_TASK STATEMENT_
Carry on the passage below about open government data and freedom of information laws, picking up right after its final sentence.

Many countries and nongovernmental organizations (NGOs) are now also making open government and open data key principles. The U.N., World Bank, and about 90 national governments provide internet-based online access to key information and data to everyone. Of course the nature and depth of information is an issue in every country, some of which have clear freedom of information mandates, such as the U.K., while others are much further behind on the curve.

And data isn’t the only key information that decision makers, journalists, researchers, or concerned citizens need. Getting at information that may be seen as restricted due to security issues or because of potential embarrassment to those in power is clearly still a problem, despite the progress being made. To help guarantee access and rights to information, FOIA-like laws have been passed in many countries: Denmark (1970), Norway (1970), France (1978), Netherlands (1978), Australia (1982), Canada (1982), New Zealand (1982), Hungary (1992), Ireland (1997), Thailand (1997), South Korea (1996), U.K. (2000), Japan (1999), Mexico (2002), India (2002), and Germany (2005).

Going Local

State and local governments are not immune from public scrutiny, although FOIA-like agreements have lagged in development. “Following the Money 2014: How the 50 States Rate in Providing Online Access to Government Spending Data,”reported on the current state of public access to government spending data in the U.S. It begins by explaining, “Every year, state governments spend tens of billions of dollars through contracts for goods and services, subsidies to encourage economic development, and other expenditures.” Last year, the annual inventory found that for the first time, “all 50 states operated websites to make information on state spending accessible to the public.” According to this year’s edition, “states are making progress toward comprehensive, one-stop, one-click transparency and accountability for state government spending. … Many states, however, still have a long way to go to provide taxpayers with the information they need to ensure that government is spending their money effectively.”

Table ES-1

Figure ES-1

Source: WISPIRG. Used with permission.

An analysis by Adriana S. Cordis, of USC Upstate, and Patrick L. Warren, of Clemson University, notes that freedom of information laws in U.S. states reduced the rate at which officials committed corrupt acts by about 20%. In the immediate aftermath of the implementation of strong freedom of information laws, corruption conviction rates approximately doubled, suggesting that the regulations made it easier to detect malfeasance. Over time, conviction rates declined, which the authors believe may mean that overall corruption diminished. The changes in convictions were more pronounced in states with more intense media coverage: “One of the most important changes in the relationship between public officials and the press in recent years has been the widespread adoption of FOIA laws at multiple levels of government. These laws provide clear guarantees regarding the rights of individuals and organizations to access information about government activities, and they make it easier for members of the press and members of the public at large to hold those in power accountable for their actions.”

_DATA LINES_
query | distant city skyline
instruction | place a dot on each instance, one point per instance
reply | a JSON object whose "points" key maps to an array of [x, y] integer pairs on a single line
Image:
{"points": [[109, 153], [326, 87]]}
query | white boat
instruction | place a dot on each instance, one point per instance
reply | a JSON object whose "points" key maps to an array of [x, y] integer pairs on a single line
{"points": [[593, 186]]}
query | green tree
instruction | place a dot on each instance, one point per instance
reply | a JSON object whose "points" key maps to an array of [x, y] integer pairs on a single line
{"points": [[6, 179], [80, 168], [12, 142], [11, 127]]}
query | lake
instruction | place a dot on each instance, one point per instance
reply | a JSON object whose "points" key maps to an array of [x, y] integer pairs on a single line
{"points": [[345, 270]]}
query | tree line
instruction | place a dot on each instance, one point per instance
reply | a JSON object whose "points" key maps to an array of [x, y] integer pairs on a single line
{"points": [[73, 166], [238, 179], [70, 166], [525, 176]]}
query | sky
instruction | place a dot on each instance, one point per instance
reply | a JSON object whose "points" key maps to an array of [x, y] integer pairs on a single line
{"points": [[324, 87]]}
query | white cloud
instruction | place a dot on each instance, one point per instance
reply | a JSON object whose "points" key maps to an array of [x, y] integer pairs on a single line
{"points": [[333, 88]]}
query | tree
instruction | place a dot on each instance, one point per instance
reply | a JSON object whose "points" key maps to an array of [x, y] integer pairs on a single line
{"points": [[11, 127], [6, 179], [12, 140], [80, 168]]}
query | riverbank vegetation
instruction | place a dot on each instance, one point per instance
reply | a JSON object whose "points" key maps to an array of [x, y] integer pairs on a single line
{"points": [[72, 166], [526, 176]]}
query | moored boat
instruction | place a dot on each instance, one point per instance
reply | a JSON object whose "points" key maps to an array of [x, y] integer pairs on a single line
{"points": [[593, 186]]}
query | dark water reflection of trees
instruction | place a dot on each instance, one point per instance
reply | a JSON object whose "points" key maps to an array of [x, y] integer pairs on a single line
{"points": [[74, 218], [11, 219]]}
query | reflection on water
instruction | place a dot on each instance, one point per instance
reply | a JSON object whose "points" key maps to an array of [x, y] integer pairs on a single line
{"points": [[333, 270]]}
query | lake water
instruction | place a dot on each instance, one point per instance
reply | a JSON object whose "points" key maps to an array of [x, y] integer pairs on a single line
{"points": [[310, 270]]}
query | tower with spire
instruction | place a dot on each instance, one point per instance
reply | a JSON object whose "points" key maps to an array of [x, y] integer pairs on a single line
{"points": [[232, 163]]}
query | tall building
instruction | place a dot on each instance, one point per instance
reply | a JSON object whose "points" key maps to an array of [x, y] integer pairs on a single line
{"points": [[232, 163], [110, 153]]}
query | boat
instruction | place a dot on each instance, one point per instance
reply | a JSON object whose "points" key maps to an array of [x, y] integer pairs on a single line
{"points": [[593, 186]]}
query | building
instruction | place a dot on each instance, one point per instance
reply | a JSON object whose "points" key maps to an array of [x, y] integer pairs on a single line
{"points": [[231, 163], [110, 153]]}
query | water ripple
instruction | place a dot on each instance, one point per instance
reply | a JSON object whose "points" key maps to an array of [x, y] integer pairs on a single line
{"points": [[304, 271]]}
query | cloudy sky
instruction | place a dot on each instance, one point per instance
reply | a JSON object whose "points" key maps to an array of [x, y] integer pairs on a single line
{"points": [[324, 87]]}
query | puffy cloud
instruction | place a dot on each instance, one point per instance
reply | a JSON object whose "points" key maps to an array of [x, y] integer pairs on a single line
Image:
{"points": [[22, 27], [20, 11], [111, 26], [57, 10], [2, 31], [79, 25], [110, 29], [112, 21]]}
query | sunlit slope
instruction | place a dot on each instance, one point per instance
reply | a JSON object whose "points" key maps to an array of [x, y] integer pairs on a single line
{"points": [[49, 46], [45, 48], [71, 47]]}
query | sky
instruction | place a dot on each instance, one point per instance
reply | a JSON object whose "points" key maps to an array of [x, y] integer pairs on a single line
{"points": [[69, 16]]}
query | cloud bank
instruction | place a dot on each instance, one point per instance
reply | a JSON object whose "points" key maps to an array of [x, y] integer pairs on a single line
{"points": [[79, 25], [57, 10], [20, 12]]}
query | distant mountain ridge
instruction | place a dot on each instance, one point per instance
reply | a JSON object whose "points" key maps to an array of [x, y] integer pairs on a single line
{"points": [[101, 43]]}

_ANSWER FOR THIS EXERCISE_
On the local level, a requester is dealing with often arcane and divergent filing structures, lost data, the indifference or suspicious attitudes of staff, as well as issues of poor freedom of information training and inadequate procedures. Ehling has fought for access and better government processes and notes that when it comes to helping reduce corruption levels and improving citizen participation, the varying nature of the wording of local- and state-level laws and procedures is a major issue. “In general, the greater the scope of a law’s ‘coverage’ of government records, the deeper one is able to dig into those records to view governmental activities in their various stages of development—from inception through execution,” he says. “Broad access to correspondence is perhaps most important for the uncovering of corruption, since it provides the most unfiltered (and yet documented) view of governmental activity. Under many state FOI laws, ‘deliberative process’ privileges of various kinds have been adopted, and are relied upon to withhold many ‘deliberative’ conversations, broadly construed. Minnesota’s Data Practices Act does not have a data classification that covers anything so broad, and as such most governmental correspondence is available to a requester.”

As information professionals, we have a major stake in the ongoing process of opening up government information. In 2002, U.S. Court of Appeals for the Sixth Circuit Judge Damon J. Keith summed the issue up well in Detroit Free Press v. Ashcroft: “Democracies die behind closed doors. The First Amendment, through a free press, protects the people’s right to know that their government acts fairly, lawfully, and accurately.”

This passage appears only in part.